▶ SEÇÃO DO DOCUMENTO:

▼

Como pode dois espíritos tão diferentes habitarem o mesmo corpo?
Onde moram os hobbies
Recebi a palavra “catalisadora” num teste vocacional (existe isso depois dos 30?) e senti sumir um peso das minhas costas. Sempre achei que era “fogo de palha”. Começo, mas nem sempre tenho vontade de dar continuidade. Catalisadores têm seu espaço no mundo, e seu valor, quem diria.
Além do teste, a mentora me sugeriu montar um board com o que gosto de fazer e todas as ideias malucas que tenho. Primeiro, uma lista infinita de tudo que eu gostaria e também o que preciso fazer todos os dias. Fiquei um tempo encarando o ninho de mafagafos, hobbies e trabalhos misturados. Trabalhar desconectada do que faz o mundo melhor me dá vontade de largar o emprego e viver de hobby. Disseram que trabalhar só para pagar as contas não é bom.
Dinheiro, propósito e hobby não coincidem.
Eu adoraria ser paga para ajudar mais mulheres a serem criativas, mas ainda não encontrei esse emprego (só o amuleto criativo). Escrita criativa precisa ser livre e independente. Tenho boletos de adulto, preciso de dinheiro.
Dinheiro.
Propósito.
Hobby.
Separados em três trilhas. Ainda não coincidem, mas saber quem é quem, alivia a cabeça preocupada. Se estiver com as ideias bagunçadas, faça sua listinha também.
Reaver
Estou fora do Twitter há duas semanas. Nem avisei, só desliguei. Toda vez que deixo de escrever lá, parece que estou me ganhando de volta. É como se eu readquirisse o que a Meta e o Elon Musk roubam de mim. Os algoritmos são robôs piratas que saqueiam meus hábitos de consumo, minhas fotos, minhas amigas, minhas conversas, meus likes. Eles sabem quem eu stalkeei na semana passada. Sabem quem vê meus stories mais de uma vez.

▲

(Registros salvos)
▼

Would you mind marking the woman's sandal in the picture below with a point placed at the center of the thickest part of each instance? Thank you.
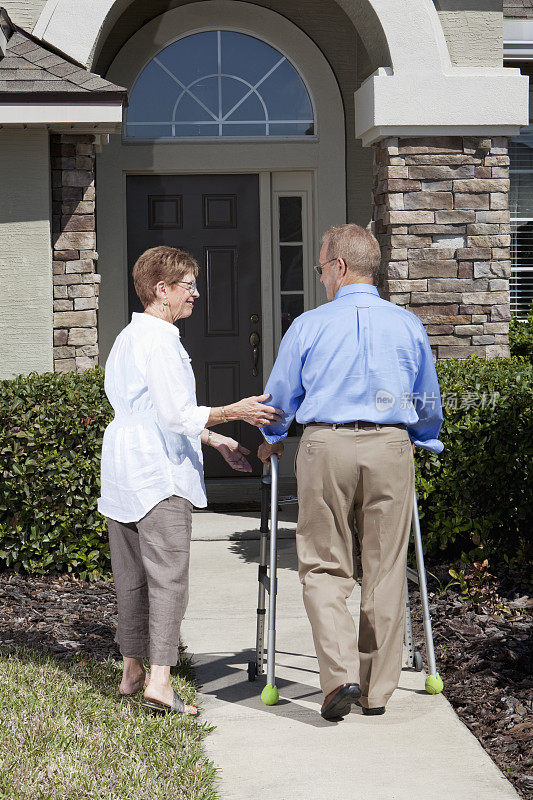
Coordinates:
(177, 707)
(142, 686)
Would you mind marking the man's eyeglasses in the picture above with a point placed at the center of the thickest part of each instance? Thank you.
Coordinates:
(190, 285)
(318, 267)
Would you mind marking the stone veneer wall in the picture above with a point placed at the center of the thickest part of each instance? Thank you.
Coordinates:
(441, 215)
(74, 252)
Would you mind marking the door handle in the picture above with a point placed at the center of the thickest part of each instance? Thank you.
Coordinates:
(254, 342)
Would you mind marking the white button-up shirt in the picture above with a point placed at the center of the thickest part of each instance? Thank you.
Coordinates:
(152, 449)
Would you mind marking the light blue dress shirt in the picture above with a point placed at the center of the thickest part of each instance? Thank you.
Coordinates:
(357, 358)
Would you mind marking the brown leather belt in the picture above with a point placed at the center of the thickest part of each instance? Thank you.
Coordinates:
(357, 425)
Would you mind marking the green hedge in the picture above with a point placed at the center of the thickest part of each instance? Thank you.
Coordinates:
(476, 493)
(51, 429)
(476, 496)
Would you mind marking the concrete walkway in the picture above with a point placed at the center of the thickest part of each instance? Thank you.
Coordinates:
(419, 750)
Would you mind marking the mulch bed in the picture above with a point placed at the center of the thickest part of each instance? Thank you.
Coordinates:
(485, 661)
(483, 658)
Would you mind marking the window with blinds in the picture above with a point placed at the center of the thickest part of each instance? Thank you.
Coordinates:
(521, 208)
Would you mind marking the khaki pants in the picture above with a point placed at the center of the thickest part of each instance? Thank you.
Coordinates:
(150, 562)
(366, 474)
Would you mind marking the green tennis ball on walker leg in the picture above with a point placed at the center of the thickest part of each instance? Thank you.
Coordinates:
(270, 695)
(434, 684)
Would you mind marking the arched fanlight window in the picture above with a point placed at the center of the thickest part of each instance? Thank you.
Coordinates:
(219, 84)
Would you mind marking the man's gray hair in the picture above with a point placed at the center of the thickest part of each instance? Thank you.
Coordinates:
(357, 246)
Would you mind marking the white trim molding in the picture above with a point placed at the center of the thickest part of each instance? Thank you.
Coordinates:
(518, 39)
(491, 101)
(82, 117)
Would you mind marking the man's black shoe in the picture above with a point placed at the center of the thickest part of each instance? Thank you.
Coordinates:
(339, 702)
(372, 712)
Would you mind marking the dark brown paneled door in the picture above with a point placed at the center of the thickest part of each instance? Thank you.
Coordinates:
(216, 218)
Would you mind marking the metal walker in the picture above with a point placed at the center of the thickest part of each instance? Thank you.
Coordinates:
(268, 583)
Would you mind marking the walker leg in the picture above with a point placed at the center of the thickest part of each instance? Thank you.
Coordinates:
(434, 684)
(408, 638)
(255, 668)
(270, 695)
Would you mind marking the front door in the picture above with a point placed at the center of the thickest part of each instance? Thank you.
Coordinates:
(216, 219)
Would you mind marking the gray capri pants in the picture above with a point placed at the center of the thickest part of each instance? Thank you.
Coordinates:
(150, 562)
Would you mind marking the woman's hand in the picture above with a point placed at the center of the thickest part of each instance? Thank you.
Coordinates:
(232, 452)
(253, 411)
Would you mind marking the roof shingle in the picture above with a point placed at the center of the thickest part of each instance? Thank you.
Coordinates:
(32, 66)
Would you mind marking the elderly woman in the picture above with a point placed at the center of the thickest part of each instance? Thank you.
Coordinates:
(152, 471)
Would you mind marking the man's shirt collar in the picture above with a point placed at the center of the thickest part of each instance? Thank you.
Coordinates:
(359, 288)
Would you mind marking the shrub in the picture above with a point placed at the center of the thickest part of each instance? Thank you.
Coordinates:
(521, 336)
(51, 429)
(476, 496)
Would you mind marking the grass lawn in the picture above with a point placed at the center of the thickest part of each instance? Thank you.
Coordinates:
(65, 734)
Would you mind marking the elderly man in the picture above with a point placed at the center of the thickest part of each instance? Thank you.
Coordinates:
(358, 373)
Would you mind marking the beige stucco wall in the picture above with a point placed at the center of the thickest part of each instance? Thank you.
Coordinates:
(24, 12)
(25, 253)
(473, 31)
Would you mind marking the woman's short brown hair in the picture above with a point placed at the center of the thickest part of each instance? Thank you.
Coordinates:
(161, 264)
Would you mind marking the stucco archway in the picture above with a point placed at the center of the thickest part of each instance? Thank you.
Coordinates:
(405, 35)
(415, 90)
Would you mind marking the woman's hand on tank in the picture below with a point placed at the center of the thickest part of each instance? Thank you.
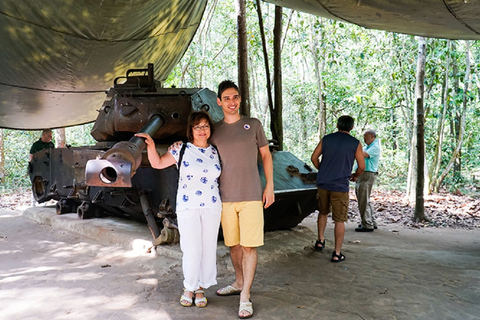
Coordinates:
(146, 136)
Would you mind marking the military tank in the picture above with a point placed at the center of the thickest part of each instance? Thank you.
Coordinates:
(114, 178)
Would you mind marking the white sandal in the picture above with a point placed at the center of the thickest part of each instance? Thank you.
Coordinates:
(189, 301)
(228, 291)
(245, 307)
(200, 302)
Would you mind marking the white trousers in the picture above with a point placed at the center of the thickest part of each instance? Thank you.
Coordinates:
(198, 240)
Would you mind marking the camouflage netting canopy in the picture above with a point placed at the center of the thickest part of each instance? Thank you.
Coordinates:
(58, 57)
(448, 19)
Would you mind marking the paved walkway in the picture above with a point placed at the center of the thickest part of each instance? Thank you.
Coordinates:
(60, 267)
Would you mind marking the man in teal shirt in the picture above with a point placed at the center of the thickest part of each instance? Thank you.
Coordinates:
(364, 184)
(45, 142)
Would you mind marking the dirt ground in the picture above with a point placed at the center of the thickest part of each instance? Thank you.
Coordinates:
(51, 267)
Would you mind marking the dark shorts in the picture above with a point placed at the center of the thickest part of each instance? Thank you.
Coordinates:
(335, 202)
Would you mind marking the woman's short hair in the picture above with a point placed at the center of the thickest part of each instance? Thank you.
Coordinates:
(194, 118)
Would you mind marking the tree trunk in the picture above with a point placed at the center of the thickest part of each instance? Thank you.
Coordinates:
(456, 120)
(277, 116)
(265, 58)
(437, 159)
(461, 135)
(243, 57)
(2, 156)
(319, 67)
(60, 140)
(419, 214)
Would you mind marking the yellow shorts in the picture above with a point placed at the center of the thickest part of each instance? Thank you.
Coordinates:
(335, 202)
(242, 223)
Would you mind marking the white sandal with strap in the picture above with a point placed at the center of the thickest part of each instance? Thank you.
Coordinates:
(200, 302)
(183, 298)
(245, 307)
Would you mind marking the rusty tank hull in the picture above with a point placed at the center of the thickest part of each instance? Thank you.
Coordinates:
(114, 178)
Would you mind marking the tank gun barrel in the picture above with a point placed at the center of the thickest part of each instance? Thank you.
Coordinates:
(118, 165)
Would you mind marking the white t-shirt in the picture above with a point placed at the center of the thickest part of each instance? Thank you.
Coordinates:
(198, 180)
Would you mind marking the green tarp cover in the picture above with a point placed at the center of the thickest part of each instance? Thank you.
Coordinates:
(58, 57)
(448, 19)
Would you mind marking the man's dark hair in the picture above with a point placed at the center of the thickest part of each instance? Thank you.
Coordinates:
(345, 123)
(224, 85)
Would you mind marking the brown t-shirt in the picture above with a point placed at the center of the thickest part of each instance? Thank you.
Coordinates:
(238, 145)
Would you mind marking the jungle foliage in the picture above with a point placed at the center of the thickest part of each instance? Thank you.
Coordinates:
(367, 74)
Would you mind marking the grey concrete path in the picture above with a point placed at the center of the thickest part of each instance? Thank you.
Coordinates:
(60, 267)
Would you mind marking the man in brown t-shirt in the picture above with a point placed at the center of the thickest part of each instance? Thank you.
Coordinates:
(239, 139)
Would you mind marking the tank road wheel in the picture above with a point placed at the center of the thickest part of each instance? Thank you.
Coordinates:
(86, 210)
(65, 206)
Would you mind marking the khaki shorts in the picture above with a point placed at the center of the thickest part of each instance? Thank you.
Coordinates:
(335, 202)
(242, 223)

▲
▼

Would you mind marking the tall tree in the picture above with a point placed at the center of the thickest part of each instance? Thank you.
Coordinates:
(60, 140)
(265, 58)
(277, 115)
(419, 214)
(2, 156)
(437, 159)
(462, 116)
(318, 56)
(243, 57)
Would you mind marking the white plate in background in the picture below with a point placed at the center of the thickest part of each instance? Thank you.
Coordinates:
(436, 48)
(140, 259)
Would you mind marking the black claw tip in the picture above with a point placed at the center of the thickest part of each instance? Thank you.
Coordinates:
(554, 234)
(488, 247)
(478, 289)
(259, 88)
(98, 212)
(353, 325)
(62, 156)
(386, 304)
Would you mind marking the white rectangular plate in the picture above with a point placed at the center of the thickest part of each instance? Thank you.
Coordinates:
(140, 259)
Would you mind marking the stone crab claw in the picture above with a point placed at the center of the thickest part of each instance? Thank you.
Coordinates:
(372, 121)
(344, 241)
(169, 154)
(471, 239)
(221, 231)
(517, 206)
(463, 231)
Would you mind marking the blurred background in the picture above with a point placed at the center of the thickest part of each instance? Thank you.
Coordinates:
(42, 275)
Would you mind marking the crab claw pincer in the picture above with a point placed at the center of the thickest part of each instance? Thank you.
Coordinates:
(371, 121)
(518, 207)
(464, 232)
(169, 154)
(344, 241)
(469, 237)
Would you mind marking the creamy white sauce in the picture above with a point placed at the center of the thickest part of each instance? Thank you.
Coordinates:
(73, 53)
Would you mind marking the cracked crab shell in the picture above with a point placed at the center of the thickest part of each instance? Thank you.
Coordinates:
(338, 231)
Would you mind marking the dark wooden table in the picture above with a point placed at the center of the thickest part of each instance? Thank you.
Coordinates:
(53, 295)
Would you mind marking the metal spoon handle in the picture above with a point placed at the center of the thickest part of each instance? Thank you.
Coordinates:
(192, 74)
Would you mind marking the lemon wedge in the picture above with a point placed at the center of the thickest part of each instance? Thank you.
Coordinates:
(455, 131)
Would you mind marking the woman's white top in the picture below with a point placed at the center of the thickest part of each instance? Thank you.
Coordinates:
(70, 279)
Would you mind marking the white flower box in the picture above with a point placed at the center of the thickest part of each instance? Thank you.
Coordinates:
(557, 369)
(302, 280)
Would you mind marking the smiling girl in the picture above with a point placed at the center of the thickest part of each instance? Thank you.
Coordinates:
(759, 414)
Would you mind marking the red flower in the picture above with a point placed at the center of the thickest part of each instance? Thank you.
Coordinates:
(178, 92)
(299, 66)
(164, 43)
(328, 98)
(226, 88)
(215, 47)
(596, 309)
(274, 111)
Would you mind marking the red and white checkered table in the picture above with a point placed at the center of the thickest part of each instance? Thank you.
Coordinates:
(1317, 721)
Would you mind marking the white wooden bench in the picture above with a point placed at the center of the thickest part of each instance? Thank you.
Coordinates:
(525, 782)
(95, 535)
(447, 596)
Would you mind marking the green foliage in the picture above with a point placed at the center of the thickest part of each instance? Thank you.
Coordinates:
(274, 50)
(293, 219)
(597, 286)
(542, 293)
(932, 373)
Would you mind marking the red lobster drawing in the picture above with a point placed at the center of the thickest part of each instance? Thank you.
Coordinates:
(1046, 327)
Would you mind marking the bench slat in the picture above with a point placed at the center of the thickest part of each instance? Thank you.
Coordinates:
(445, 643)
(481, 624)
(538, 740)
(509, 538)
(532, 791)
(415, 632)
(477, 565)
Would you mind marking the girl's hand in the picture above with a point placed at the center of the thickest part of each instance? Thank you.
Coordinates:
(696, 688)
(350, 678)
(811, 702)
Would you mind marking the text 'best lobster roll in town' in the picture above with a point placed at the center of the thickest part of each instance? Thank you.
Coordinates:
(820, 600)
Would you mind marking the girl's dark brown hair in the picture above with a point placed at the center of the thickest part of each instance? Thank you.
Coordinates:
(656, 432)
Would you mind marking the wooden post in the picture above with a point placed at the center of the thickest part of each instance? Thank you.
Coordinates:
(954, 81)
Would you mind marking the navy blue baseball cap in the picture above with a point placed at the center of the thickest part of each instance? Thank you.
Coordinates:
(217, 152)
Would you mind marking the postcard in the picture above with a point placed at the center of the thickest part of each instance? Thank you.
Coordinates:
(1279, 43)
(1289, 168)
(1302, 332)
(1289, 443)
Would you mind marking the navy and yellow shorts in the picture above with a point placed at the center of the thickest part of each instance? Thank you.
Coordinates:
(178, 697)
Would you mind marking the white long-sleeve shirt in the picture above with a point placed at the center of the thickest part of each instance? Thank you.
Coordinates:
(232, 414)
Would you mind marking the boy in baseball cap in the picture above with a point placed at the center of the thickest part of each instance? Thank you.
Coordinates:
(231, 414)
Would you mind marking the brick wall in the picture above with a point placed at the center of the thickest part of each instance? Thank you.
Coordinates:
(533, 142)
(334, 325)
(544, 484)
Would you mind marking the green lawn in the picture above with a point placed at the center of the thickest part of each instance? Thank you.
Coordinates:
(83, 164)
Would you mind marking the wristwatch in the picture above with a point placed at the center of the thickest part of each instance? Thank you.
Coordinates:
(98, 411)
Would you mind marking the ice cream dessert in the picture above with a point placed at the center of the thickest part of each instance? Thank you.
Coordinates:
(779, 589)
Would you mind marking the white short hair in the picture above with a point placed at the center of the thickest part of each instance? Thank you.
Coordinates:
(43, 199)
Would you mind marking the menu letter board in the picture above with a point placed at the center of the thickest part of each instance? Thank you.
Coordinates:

▲

▶ TAREFA 1:
Copie de novo o texto sobre hobbies, tudo desde "Eu adoraria ser" até "de uma vez.", trocando "Twitter" por "Instagram".
▶ TAREFA 2:
Transforme em lista o parágrafo do texto sobre hobbies que começa com "Além do teste" e mantenha seus fatos principais.

▶ RESPOSTA 1:
Eu adoraria ser paga para ajudar mais mulheres a serem criativas, mas ainda não encontrei esse emprego (só o amuleto criativo). Escrita criativa precisa ser livre e independente. Tenho boletos de adulto, preciso de dinheiro.
Dinheiro.
Propósito.
Hobby.
Separados em três trilhas. Ainda não coincidem, mas saber quem é quem, alivia a cabeça preocupada. Se estiver com as ideias bagunçadas, faça sua listinha também.
Reaver
Estou fora do Instagram há duas semanas. Nem avisei, só desliguei. Toda vez que deixo de escrever lá, parece que estou me ganhando de volta. É como se eu readquirisse o que a Meta e o Elon Musk roubam de mim. Os algoritmos são robôs piratas que saqueiam meus hábitos de consumo, minhas fotos, minhas amigas, minhas conversas, meus likes. Eles sabem quem eu stalkeei na semana passada. Sabem quem vê meus stories mais de uma vez.

▶ RESPOSTA 2:
- Além do teste, a mentora sugeriu montar um board com o que gosto de fazer e com todas as minhas ideias malucas.
- Primeiro, fiz uma lista infinita do que eu gostaria de fazer e do que preciso fazer todos os dias.
- Fiquei um tempo encarando o ninho de mafagafos, com hobbies e trabalhos misturados.
- Trabalhar desconectada do que faz o mundo melhor me dá vontade de largar o emprego e viver de hobby.
- Disseram que trabalhar só para pagar as contas não é bom.